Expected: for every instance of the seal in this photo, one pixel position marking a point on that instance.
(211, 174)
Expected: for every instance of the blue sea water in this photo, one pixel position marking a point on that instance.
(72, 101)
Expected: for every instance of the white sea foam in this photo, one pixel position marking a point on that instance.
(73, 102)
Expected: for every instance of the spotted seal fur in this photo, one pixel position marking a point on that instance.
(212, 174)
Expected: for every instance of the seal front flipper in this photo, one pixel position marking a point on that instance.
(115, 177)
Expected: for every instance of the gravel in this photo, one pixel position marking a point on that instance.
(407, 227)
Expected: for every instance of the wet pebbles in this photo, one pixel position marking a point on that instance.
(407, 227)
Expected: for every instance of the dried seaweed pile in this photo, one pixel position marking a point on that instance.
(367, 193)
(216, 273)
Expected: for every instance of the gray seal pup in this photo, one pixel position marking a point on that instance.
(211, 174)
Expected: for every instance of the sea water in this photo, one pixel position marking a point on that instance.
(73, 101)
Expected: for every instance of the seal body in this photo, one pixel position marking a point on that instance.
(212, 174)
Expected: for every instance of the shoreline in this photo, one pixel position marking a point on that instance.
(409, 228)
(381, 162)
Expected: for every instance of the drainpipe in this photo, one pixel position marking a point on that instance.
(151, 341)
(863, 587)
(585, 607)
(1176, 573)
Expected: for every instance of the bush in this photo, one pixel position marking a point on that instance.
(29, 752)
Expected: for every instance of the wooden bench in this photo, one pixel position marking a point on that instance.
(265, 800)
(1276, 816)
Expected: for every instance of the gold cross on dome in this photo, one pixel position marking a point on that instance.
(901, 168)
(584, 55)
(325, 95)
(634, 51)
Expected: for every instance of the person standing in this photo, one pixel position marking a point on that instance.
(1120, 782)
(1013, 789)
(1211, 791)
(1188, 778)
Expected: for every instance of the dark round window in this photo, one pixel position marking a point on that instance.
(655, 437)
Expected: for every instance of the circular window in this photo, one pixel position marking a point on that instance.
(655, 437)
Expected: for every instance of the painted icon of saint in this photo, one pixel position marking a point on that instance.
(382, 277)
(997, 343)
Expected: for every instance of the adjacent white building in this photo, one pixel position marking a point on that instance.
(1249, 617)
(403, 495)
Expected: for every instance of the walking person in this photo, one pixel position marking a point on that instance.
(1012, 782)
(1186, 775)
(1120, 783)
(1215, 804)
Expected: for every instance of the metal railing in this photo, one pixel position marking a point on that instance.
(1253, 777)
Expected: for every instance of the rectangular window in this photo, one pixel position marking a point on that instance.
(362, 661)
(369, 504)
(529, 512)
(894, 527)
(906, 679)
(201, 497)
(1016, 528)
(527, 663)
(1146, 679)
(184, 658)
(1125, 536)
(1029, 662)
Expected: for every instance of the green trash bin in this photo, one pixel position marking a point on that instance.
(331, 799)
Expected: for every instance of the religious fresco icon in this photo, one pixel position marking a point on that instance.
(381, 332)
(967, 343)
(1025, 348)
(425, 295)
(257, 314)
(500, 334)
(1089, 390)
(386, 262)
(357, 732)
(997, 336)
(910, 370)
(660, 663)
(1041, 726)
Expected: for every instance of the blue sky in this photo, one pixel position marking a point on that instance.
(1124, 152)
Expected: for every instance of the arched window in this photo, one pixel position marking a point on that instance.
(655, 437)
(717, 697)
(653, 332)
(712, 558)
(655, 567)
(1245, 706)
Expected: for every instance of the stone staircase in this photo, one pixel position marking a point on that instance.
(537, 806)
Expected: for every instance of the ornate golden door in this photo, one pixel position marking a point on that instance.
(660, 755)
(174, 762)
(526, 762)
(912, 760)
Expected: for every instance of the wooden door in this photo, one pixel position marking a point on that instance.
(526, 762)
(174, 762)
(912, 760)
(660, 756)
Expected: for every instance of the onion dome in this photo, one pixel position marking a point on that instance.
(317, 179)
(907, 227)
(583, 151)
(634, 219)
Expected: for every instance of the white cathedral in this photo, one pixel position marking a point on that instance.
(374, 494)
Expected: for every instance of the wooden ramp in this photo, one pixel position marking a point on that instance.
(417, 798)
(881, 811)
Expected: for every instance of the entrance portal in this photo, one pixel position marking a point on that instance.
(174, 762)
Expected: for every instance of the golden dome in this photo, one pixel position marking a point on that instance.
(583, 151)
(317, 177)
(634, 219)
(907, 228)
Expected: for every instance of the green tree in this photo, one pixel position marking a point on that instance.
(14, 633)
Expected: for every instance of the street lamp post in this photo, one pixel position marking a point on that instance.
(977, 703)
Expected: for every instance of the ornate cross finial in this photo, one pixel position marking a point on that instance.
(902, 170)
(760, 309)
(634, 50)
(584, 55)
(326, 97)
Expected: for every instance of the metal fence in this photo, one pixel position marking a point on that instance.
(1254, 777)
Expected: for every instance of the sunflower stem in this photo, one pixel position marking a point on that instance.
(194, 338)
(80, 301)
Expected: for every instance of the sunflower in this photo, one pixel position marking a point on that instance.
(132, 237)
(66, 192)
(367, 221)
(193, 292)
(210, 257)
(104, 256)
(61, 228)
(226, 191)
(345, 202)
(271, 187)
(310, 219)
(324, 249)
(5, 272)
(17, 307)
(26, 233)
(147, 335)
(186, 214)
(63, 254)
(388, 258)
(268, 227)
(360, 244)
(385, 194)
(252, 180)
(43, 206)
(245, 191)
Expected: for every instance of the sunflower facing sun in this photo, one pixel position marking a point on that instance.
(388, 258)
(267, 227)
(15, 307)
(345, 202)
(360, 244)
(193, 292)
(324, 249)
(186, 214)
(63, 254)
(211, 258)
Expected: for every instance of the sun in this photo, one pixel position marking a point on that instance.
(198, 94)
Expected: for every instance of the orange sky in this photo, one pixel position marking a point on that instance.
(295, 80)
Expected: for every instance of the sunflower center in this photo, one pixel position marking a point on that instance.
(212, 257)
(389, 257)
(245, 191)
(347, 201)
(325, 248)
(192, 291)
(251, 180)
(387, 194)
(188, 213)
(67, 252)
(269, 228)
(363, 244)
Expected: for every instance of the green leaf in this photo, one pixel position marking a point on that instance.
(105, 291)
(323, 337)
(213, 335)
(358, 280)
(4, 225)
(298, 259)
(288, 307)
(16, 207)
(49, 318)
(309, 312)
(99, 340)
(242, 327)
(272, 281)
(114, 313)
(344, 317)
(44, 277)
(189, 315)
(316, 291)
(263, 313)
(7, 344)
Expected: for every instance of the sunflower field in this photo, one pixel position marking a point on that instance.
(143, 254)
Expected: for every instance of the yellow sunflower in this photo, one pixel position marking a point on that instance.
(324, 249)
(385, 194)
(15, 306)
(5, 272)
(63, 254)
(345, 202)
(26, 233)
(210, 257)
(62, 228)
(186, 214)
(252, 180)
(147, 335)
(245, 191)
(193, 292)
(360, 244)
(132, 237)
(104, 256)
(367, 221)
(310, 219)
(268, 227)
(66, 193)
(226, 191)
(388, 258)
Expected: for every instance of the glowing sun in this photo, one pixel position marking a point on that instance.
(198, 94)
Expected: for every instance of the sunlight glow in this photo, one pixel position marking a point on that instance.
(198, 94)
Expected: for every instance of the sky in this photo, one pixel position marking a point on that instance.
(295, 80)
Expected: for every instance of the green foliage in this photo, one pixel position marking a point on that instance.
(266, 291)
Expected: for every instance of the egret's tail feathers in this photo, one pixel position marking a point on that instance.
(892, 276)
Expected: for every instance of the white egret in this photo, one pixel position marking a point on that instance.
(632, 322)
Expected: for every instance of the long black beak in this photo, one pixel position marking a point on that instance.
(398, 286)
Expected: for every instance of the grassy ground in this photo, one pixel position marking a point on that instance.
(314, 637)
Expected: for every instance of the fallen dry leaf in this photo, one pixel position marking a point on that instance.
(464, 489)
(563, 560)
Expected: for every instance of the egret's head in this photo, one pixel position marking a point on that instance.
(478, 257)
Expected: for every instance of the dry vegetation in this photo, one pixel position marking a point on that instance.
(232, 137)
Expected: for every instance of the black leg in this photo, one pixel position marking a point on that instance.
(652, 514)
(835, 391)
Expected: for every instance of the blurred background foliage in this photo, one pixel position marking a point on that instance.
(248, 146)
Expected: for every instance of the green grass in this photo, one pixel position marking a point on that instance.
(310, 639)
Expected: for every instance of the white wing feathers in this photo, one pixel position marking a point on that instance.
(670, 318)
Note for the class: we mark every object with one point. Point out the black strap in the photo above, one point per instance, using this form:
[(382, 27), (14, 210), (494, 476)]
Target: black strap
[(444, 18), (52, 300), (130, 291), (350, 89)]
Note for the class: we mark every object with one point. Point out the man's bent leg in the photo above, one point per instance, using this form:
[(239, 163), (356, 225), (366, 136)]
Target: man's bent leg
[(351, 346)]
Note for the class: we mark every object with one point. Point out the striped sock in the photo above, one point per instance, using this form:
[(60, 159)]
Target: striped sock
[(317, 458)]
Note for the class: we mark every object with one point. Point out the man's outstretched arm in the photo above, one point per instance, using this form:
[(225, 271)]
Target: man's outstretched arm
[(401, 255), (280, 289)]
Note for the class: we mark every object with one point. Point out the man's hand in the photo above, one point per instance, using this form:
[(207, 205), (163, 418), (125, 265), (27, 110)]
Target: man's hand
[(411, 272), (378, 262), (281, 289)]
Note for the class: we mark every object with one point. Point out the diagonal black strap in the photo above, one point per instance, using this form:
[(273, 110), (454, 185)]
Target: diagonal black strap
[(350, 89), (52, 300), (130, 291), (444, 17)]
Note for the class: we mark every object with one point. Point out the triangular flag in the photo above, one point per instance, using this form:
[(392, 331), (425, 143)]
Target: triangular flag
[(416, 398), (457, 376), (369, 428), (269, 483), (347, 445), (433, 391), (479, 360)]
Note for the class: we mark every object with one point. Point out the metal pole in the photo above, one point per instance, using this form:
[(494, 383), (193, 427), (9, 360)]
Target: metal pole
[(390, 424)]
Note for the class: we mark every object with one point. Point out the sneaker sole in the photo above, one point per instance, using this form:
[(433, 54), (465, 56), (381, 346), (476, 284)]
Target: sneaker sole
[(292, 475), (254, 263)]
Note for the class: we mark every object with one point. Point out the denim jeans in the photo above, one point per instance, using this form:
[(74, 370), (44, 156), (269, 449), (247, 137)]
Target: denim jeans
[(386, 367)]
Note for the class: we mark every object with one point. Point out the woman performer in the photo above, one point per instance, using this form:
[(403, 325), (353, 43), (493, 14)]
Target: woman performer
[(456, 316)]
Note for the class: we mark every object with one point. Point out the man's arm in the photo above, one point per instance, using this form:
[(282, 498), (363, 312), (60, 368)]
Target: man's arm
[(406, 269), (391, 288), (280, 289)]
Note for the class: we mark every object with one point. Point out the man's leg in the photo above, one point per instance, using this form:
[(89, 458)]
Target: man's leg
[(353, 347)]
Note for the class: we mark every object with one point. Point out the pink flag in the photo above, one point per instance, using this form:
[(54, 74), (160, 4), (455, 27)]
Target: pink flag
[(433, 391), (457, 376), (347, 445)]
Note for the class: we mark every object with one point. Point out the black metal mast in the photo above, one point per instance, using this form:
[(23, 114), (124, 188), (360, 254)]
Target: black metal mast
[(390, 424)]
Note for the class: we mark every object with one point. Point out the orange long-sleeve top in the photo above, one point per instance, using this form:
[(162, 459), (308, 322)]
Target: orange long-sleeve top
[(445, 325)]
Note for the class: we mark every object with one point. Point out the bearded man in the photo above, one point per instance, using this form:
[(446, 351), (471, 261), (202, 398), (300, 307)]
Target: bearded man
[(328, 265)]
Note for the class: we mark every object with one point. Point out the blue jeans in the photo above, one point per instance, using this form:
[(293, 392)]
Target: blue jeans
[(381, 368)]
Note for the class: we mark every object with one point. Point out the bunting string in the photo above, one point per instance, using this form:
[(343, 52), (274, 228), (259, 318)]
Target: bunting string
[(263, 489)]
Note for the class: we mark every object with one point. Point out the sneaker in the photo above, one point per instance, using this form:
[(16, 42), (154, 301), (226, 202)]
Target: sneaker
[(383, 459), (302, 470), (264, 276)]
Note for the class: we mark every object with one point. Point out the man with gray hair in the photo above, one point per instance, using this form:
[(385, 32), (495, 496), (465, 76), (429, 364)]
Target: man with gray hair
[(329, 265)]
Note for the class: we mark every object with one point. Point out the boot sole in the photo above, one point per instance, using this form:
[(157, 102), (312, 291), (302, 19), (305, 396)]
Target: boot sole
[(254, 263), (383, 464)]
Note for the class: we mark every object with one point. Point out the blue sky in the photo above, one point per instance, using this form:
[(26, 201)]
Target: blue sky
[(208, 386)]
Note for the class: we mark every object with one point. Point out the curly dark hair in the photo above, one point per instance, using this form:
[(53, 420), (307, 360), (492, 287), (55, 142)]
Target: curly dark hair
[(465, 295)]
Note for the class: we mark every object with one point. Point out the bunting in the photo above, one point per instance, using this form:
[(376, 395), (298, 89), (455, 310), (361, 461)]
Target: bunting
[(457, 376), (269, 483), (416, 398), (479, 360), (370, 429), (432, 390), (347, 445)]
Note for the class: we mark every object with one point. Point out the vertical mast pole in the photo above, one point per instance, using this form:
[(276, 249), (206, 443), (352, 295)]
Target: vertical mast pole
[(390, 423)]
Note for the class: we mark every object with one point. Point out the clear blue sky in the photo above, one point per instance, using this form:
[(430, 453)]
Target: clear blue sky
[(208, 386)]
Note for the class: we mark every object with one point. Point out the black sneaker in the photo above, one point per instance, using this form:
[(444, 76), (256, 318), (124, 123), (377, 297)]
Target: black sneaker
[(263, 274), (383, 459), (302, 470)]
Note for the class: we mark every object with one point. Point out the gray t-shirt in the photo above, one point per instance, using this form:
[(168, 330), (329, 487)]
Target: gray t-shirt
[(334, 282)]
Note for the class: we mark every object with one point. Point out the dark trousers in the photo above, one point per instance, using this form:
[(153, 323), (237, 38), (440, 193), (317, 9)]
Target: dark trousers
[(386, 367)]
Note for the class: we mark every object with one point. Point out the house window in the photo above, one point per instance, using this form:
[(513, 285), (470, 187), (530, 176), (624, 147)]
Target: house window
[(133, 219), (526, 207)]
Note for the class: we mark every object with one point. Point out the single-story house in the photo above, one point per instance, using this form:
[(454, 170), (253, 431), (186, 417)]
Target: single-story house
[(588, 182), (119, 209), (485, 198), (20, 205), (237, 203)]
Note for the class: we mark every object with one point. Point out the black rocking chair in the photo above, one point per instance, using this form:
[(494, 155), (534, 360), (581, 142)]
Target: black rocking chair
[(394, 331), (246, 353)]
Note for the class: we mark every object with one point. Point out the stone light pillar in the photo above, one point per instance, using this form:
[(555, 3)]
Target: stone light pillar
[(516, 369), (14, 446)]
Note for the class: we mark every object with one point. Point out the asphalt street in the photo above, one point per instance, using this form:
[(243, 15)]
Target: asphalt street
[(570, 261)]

· · · · · · ·

* EXERCISE GOAL
Everything above from the line with "the sneaker in" to the line with "out the vertical", both included, must be repeated exactly, and nothing outside that range.

* SOLUTION BELOW
Note for the class: we mark every object with one point. Point out the sneaker in the photo above, one point per instance, using this form:
[(16, 42), (154, 301), (226, 202)]
Target: sneaker
[(383, 459), (302, 470), (264, 276)]
Note for the class: we mark every object with one point. Point out the man with gray hair in the photo above, one point per instance, using this form:
[(385, 32), (495, 496), (465, 76), (429, 364)]
Target: man with gray hair
[(329, 265)]
Note for the class: we mark every object with one point. Point out the boot sole in the photo above, one point per instance, using this form:
[(157, 102), (312, 291), (302, 19), (305, 396)]
Target: boot sole
[(254, 263), (383, 464)]
Note for the class: we mark every object with one point. Point out the blue sky in the photo above, one point per instance, using this form:
[(26, 201)]
Target: blue sky
[(208, 386)]
Note for the class: we mark every object with one point. Point out the curly dark hair in the photo above, one point per instance, using this form:
[(53, 420), (307, 360), (492, 287), (55, 142)]
Target: curly dark hair
[(465, 295)]
Note for the class: we mark every object with one point. Point out the bunting in the photo above, one point per instance, using this form:
[(376, 395), (298, 89), (455, 310), (361, 461)]
Target: bunting
[(457, 376), (269, 483), (416, 398), (479, 360), (370, 429), (432, 390), (347, 445)]
Note for the class: we mark every object with one point. Point out the vertical mast pole in the photo above, one point per instance, using this form:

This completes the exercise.